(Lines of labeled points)
Start
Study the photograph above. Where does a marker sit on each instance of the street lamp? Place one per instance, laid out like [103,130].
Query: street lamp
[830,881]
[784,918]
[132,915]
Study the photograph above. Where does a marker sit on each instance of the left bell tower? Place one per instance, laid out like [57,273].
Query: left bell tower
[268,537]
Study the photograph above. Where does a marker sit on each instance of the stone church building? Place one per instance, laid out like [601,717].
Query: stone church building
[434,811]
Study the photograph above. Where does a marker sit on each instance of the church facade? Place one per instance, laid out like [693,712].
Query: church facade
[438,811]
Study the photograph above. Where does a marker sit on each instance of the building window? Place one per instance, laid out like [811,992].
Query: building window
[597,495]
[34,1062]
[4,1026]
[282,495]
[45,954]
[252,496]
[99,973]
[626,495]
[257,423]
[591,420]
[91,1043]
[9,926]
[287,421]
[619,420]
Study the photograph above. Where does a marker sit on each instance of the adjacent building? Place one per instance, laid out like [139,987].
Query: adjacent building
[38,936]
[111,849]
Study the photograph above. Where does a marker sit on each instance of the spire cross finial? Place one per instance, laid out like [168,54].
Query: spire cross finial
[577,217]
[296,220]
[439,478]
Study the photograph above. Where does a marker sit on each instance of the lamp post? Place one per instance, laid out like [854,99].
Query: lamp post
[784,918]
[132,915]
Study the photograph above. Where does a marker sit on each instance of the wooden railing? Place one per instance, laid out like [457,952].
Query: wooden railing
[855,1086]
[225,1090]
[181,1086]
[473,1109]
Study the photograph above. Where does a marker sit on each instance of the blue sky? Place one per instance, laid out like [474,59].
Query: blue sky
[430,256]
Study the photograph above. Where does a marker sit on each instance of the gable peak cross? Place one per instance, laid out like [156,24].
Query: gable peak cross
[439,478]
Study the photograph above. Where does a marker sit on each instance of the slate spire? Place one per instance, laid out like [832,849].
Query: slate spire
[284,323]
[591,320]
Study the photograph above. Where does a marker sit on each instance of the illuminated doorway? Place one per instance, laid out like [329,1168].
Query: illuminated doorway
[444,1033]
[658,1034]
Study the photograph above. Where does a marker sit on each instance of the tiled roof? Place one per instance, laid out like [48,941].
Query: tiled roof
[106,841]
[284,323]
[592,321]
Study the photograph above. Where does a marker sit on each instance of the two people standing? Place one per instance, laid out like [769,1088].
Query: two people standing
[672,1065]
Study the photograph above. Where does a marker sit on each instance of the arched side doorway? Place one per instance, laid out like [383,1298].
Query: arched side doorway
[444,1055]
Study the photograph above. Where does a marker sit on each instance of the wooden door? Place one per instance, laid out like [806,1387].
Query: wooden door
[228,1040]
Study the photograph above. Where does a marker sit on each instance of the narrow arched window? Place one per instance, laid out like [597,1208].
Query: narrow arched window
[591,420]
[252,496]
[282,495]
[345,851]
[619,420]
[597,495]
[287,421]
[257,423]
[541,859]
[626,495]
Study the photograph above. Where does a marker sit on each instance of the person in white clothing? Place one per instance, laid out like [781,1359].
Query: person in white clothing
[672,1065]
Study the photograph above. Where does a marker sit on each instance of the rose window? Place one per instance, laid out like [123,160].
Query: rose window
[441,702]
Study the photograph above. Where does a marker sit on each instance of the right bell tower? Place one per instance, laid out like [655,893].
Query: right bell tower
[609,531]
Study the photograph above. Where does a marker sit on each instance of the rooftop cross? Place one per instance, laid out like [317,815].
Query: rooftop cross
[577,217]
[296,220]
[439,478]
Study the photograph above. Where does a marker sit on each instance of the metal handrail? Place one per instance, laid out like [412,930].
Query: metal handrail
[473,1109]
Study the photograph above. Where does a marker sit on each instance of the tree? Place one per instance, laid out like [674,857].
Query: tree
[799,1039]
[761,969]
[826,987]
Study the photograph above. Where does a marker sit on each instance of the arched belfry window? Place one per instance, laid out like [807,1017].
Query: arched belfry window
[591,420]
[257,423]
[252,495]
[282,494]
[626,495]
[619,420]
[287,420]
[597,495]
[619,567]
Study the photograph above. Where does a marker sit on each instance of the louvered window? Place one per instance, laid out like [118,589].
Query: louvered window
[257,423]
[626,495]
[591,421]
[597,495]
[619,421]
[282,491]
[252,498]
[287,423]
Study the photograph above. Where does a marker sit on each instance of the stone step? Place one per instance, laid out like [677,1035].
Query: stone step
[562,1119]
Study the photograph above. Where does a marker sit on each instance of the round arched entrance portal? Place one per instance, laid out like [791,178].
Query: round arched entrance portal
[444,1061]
End
_Problem:_
Render all of the lines above as a CSV with two columns, named text and result. Each row should give one item's full text and its answer, with every field quoted and line breaks replaced by spaces.

_Full output:_
text,result
"Study the photograph above. Where does a marker sit on each instance of the street lamp? Place one per instance, laid out like [103,130]. Query: street lamp","[830,881] [784,918] [132,915]"
"Study the photograph above. Where does a marker sit on each instance of the left bell tower? Place one per instance, laid out like [57,273]. Query: left bell tower","[268,537]"
"Study the photograph above. Where does a marker sit on each instance of the stone church building? Place one per instance, laid out like [601,717]. Query: stone church building","[434,811]"
"Study the photograph above. Where does a marker sit on each instance of the church facade? Place one per instance, laid out like [693,712]. Query: church facade","[438,811]"
"Study the photograph above. Where does a marker sit on each instance of the building window? Place one per instance, laid out like [811,992]. Query: building window","[597,495] [34,1062] [4,1026] [282,495] [45,954] [252,496] [99,973] [626,495] [257,423] [591,420] [91,1043] [9,926] [287,421] [619,420]"
"Study the photograph above. Where does a marker sit on each instance of the adjacent building? Place one per instance, laid out like [139,987]. Query: adjacent building","[38,936] [111,849]"
"Study the photograph above. Where does a marker sit on each instance of the spire cross finial? Place one per instance, laid out like [168,54]. Query: spire cross finial","[577,217] [296,220] [439,478]"
"Study the photograph above. Where does a marker sit on each instance of the lamp post? Place one per instance, laid out like [854,99]. Query: lamp post","[784,918] [132,915]"
"Study the photograph above. Where does a marker sit on each instance of the wooden railing? Place one per instance, laid out like [457,952]. Query: wooden railing","[855,1086] [225,1090] [181,1086] [473,1109]"
"Study the photograph above. Where does a marker sit on each instance of the blue sky? Place one per instance, laid out like [474,59]. Query: blue sky","[430,256]"
"Study the photograph above. Where does a marker sit on each instance of the gable peak cross? Place one per instance, laid out like [156,24]. Query: gable peak cross","[439,478]"
"Study the photograph above. Where does a marker sit on each instance of the slate spire? Place one per instance, laid out like [832,849]. Query: slate spire","[284,323] [591,320]"
"Study the photograph above. Where does a marker sit on each instance of the illuminated doorway? Place one per instance, laid out like [329,1168]. Query: illuminated doorway","[444,1033] [658,1034]"
"Study the photograph above. Where does a marker sit on each instance of the tiled roof? Place one per instance, laid out like [48,941]. Query: tiled roof","[106,841] [284,323] [592,321]"
"Study the photograph above. Where does a marker sit on each instance of the two people standing? Place one per instance, laid out like [769,1088]. Query: two people standing","[672,1065]"
"Study the photograph above. Where does a marker sit on each instance of the arched side doorway? Place one per instance, laid out like [383,1298]. Query: arched side doorway","[444,1055]"
"Study the photograph above. Where does a marker sit on each instance of the wooden door? Place one per instance, laid out like [806,1387]. Query: wooden door","[228,1040]"
"Study the photograph above. Where does a marker sit on each instance of the narrow arched window? Place one per instance, laid out like [597,1208]. Query: narrow arched window","[591,420] [252,496] [282,495] [345,851] [619,420] [597,495] [287,421] [257,423] [541,859] [626,495]"
"Study the photograph above. Where does a marker sit on each instance of the person in white clothing? Place one per instance, laid out like [781,1359]. Query: person in white clothing","[672,1065]"
"Study the photograph above. Where does a marker sit on each instance of the rose window? Place one per instance, laid out like [123,160]. Query: rose window","[441,702]"
"Study the photograph above. Where does a marker sit on each instance of the right bell tower? Place one per instance, laid out like [655,893]. Query: right bell tower","[609,531]"
"Study the photograph above. Where does a marker sit on each instance of the rooftop cross? Place one per instance, laid out like [317,815]. Query: rooftop cross","[577,217] [296,220] [439,478]"
"Study the photograph above. Where does a marker sit on each instance of the metal handrail? Place one per instance, laid out like [412,930]. Query: metal handrail","[473,1109]"
"Study the photograph above. Where does a marker sit on each instance of the tree? Place one per instance, laid out like [674,857]. Query: tree","[799,1039] [761,969] [826,987]"
"Study the photograph above. Where does a marker sit on each instance of the arched belfry window? Place one per instance, laid out like [807,1017]. Query: arched belfry window","[591,420] [257,423] [252,495] [282,494] [626,495] [619,420] [287,420] [597,495] [619,567]"
"Study the photograph above. Where does a marker sit on each instance of the louvered window? Place one per instance, laid out like [118,589]. Query: louvered window","[257,423] [626,495] [591,421] [597,495] [619,421] [282,491] [252,498] [287,423]"
"Study the photograph above. Where does a marker sit on each instance of the stone step? Place one per instance, laid out like [677,1035]. Query: stone step","[562,1119]"
"Study the photograph above. Where does a marker sit on each instance of the round arched entrance portal? Place one per instance, laid out like [791,178]. Query: round arched entrance portal","[444,1061]"